How many lines in the records below contain the string "walnut"? Case counts; give only the number.

++++++++++

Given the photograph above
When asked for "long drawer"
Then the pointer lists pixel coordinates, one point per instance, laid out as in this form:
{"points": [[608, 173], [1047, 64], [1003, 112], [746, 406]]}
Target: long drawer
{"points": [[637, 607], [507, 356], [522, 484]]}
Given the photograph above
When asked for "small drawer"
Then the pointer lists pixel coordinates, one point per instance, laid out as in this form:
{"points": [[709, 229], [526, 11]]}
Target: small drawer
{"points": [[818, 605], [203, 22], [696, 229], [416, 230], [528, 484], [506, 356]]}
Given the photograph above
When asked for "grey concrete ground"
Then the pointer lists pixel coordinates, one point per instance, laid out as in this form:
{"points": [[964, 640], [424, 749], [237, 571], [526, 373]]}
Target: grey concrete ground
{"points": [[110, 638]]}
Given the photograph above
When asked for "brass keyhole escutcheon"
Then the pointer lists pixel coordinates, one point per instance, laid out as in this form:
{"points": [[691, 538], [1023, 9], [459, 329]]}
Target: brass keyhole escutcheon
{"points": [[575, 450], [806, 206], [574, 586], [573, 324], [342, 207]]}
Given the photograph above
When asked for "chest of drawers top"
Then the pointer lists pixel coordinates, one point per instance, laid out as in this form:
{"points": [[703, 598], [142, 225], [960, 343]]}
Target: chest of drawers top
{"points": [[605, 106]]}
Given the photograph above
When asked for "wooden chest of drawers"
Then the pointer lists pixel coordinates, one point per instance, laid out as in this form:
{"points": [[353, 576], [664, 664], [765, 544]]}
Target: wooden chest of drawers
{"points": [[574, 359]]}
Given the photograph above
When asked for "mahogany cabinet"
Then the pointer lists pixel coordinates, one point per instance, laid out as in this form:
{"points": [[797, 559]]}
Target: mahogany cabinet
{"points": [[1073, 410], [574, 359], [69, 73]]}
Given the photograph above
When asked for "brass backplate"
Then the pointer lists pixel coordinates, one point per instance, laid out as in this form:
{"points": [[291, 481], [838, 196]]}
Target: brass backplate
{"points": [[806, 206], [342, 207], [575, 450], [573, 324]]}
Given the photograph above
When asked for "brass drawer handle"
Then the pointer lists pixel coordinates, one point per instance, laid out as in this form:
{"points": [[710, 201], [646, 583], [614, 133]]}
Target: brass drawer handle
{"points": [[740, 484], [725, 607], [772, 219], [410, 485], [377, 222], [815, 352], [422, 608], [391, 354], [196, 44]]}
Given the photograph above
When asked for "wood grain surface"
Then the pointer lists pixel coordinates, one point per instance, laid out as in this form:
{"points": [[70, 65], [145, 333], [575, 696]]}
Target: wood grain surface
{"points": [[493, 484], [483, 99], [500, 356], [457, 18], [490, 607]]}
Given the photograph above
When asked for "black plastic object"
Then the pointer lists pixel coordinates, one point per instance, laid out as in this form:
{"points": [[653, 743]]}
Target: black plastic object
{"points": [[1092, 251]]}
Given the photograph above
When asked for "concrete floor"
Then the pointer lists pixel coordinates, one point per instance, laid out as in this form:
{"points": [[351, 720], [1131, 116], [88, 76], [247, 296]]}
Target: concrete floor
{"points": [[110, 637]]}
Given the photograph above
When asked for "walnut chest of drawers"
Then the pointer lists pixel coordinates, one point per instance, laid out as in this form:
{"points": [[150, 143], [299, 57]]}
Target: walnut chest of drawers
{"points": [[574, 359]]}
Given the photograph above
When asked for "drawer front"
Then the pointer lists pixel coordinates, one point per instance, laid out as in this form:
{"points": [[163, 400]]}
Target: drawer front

++++++++++

* The output
2